Your objective: Revise the lines starting at the first one and ending at the line that contains "635,353,897,449", changing "bare integers" to "plain integers" and keeping everything else the same. Leave the pictures out.

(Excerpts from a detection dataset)
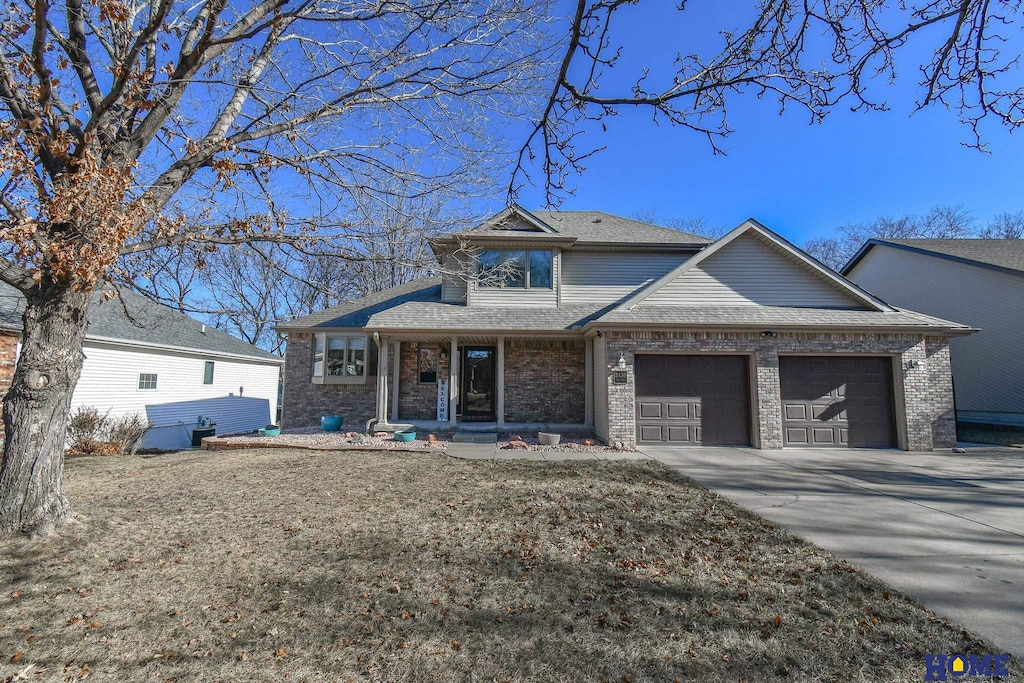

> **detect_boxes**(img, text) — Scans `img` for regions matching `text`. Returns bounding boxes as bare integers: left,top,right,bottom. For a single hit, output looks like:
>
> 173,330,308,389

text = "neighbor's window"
476,249,552,290
311,335,377,384
420,346,437,384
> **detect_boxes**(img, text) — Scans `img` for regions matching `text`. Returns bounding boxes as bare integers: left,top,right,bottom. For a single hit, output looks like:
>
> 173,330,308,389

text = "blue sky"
519,3,1024,244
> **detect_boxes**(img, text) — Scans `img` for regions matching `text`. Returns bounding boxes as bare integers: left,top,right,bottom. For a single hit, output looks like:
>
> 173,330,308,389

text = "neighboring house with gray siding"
844,239,1024,426
278,207,972,450
0,284,285,450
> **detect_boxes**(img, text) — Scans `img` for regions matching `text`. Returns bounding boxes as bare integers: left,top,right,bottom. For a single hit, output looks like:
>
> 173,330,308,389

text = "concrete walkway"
444,442,650,462
643,446,1024,656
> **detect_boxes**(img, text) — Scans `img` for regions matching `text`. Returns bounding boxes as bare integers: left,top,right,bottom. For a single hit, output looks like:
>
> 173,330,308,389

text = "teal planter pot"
321,415,345,432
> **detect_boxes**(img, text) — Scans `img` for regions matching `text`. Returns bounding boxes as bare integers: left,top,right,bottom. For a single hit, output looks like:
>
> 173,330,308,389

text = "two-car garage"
635,353,897,449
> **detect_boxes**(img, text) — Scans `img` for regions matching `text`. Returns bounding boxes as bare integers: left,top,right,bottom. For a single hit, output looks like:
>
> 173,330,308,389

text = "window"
476,250,552,290
311,335,377,384
420,346,437,384
529,251,551,290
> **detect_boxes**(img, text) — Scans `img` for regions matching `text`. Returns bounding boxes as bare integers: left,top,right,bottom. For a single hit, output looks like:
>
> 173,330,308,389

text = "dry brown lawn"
0,451,1007,683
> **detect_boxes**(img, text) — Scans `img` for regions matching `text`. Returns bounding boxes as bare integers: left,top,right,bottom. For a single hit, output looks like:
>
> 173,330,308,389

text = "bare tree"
978,211,1024,240
0,0,552,533
804,206,1024,270
136,188,471,353
0,0,1024,532
630,209,729,240
520,0,1024,203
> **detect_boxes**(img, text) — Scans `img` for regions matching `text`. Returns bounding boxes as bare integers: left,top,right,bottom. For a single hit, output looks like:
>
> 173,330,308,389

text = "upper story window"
311,335,377,384
476,249,552,290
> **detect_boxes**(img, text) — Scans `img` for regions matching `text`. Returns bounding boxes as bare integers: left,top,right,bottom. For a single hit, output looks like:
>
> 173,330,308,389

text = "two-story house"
279,207,971,450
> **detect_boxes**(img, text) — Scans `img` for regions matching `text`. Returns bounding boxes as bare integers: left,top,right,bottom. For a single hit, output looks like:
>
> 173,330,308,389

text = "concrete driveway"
642,446,1024,656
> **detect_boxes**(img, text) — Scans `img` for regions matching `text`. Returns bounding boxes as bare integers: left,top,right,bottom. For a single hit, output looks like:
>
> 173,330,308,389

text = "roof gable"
440,205,712,250
469,204,557,234
621,219,892,310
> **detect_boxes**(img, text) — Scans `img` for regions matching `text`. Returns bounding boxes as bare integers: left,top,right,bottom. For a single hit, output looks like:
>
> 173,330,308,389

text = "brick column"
604,340,636,446
751,340,783,449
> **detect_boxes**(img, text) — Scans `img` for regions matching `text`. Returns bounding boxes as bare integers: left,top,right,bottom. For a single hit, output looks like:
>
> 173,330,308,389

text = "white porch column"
495,337,505,427
449,336,459,429
374,337,388,422
583,339,594,427
390,341,401,424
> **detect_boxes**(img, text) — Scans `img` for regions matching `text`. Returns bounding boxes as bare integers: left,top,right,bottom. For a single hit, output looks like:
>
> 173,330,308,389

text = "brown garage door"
779,356,896,449
636,354,751,445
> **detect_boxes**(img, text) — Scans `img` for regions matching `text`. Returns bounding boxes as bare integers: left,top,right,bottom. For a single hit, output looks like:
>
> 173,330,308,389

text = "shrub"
68,405,151,456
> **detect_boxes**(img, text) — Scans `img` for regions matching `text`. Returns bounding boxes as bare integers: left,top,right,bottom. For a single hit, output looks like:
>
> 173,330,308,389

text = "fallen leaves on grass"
0,451,1007,682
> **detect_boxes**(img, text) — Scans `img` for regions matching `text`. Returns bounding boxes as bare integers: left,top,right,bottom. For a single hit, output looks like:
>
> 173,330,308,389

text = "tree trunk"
0,284,92,536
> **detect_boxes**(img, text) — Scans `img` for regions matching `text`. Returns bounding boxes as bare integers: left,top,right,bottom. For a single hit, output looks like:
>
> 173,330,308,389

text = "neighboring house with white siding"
0,286,284,449
843,239,1024,426
278,207,972,450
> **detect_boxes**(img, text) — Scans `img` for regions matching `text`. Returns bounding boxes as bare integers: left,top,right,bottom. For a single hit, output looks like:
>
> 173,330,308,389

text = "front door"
462,346,496,422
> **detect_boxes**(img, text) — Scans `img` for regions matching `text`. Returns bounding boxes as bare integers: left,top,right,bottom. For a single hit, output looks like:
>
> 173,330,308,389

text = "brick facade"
598,332,956,451
397,342,452,421
0,331,17,439
505,339,587,424
284,331,956,451
281,333,385,431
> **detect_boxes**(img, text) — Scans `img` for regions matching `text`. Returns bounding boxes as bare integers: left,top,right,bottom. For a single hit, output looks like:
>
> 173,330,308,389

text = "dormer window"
476,249,552,290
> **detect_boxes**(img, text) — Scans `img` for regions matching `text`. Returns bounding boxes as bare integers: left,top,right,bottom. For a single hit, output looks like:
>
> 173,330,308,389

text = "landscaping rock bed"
203,427,447,451
498,434,636,453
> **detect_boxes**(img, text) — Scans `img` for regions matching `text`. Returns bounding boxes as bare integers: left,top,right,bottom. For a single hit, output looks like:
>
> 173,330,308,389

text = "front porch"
375,335,594,433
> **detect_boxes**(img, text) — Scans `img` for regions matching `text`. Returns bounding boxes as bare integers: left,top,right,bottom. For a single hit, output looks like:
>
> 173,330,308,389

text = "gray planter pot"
537,432,562,445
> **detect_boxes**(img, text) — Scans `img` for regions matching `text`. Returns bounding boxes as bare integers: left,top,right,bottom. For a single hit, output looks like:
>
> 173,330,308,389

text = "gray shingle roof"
871,239,1024,272
278,278,610,332
278,278,441,332
279,278,971,332
0,283,282,361
462,211,713,246
597,306,972,332
368,301,610,332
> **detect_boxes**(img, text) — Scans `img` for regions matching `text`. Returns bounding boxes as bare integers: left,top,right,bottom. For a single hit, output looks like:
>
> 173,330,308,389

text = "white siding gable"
71,340,280,449
561,251,691,303
636,232,864,308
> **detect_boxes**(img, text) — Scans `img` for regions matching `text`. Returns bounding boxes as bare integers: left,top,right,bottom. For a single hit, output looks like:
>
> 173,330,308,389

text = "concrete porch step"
452,431,498,443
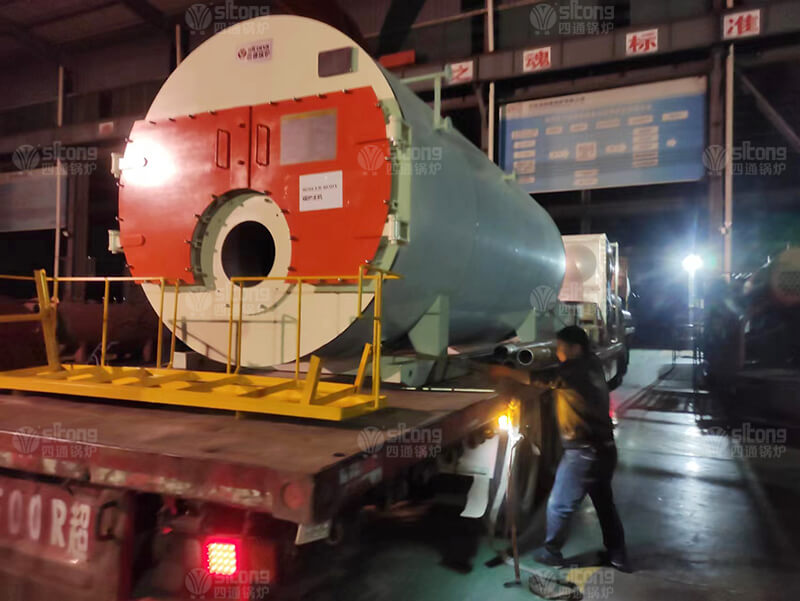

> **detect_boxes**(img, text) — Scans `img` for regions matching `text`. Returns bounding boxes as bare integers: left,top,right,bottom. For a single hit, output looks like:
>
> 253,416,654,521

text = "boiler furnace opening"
220,221,275,287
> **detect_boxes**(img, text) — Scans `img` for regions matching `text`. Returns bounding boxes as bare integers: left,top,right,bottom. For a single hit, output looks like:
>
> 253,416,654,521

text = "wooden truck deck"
0,389,505,524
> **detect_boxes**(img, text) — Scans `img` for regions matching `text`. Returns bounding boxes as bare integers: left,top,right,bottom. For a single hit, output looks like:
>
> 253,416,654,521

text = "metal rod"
233,283,244,374
294,280,303,380
175,23,183,67
372,274,383,409
101,280,110,367
356,265,364,317
34,269,61,371
167,280,181,369
53,65,64,299
433,77,442,129
486,0,496,161
156,278,166,369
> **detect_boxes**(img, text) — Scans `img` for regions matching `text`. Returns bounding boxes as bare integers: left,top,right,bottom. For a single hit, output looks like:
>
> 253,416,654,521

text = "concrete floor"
310,351,800,601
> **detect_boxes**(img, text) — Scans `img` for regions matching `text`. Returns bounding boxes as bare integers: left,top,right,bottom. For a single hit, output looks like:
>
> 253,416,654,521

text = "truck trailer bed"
0,389,505,524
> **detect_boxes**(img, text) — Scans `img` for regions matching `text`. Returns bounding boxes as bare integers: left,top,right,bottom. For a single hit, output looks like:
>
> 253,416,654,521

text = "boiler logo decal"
529,3,558,33
530,286,558,315
11,144,41,171
236,39,272,62
183,568,211,599
703,144,726,175
358,426,386,455
11,426,39,455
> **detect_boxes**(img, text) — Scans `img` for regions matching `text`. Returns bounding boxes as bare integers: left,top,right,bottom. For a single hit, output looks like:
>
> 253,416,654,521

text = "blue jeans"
545,444,625,556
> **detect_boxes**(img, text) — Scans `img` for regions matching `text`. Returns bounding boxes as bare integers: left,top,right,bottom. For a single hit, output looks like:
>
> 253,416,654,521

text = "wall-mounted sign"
722,8,761,40
625,29,658,56
499,77,706,192
522,46,553,73
447,61,475,83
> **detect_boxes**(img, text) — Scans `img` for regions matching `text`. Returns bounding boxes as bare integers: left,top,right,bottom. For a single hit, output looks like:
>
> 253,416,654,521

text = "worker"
493,326,630,572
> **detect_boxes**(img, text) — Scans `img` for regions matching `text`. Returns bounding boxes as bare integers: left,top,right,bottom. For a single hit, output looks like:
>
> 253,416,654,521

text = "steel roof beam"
0,16,66,65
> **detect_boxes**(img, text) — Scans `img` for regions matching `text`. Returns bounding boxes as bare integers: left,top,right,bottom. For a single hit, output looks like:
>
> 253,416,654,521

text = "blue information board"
499,77,706,192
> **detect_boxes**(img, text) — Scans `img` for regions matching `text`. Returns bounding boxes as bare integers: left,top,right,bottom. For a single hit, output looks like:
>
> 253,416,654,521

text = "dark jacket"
553,355,614,448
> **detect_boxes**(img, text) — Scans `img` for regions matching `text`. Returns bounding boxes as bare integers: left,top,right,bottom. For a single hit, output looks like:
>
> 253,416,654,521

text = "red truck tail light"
203,539,239,576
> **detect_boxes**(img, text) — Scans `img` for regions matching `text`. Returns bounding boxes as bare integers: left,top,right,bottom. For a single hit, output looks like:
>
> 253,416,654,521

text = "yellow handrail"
0,264,402,407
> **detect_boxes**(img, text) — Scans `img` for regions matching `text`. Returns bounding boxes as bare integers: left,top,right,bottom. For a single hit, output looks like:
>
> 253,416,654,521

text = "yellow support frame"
0,364,382,421
0,265,400,421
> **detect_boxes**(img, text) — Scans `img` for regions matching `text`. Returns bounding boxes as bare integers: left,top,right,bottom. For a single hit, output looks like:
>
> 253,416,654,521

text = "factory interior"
0,0,800,601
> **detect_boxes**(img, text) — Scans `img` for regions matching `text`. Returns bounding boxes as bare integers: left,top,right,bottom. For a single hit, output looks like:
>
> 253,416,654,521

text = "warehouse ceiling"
0,0,361,63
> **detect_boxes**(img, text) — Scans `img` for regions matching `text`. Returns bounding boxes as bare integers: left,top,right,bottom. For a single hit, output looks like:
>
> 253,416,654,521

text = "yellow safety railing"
0,264,401,406
225,264,402,403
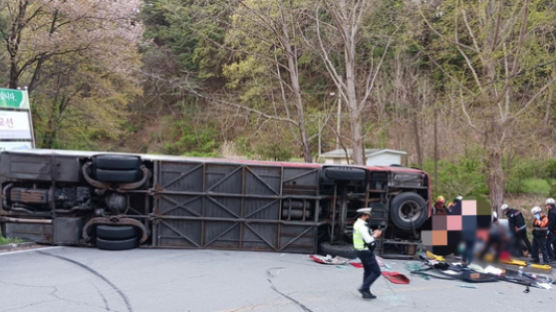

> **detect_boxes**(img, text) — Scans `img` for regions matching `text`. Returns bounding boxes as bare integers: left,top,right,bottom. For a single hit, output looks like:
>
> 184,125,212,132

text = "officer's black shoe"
358,289,376,299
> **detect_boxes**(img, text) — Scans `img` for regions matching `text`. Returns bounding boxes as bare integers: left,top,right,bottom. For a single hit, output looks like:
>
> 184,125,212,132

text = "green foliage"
505,157,556,196
423,151,488,198
141,0,229,79
162,116,218,157
256,142,292,161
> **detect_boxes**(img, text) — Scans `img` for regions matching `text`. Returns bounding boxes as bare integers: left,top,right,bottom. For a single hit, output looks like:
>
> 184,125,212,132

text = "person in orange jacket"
531,206,550,264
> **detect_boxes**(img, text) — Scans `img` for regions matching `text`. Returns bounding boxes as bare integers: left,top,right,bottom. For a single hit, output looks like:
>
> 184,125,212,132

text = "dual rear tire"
95,224,139,250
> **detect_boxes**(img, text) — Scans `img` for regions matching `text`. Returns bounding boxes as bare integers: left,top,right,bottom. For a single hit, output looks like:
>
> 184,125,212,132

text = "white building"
322,148,407,166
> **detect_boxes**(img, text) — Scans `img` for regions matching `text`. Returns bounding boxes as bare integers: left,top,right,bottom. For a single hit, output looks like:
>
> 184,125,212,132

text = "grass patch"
0,235,23,245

Output of the task:
> **detect_boxes**(img, text) — Scans `img` for regions matching `text`. Returns bounding boxes as plain integers: left,top,right,bottom. For a single hit, output looks like:
>
> 173,330,308,389

text = "neighbor's window"
476,249,552,290
311,335,377,384
420,346,437,384
> **detect_boxes**(img, text) — Scans `img` for regions matching `text`. Returns bounding boxes as plain integers: left,top,right,bottom. For a single hit, output looks like:
>
> 173,330,308,389

text = "blue sky"
519,3,1024,244
> **detect_boxes**(img, text) — Scans `img` for regions matching `text`. Returns bounding boxes as plain integers: left,top,right,bottom. For a single hit, output looks like:
>
> 173,330,308,389

text = "neighboring house with gray siding"
844,239,1024,426
278,207,972,450
0,284,285,450
> **detect_boxes**(img, text) — Scans `img` for regions matching `text`. Returns bounding boxes as plain integers: left,top,right,bottom. For a single hit, output looks like:
>
> 173,330,308,389

text = "concrete walkway"
444,442,650,462
643,446,1024,656
> **detect_boxes**(img, text) — Scans `img` for regions matching `text`. Returns bounding boxes as plain integers: left,top,right,bottom. For a single hit, output looks like:
>
> 173,330,308,389

text = "teal planter pot"
321,415,345,432
> **detect_boxes**(img, text) — Scans `img` for regions matching `text`. Returns bounding boxes as plain integers: left,top,right,bottom. For a single hit, output looks like:
>
> 173,330,308,389

text = "two-car garage"
635,353,897,449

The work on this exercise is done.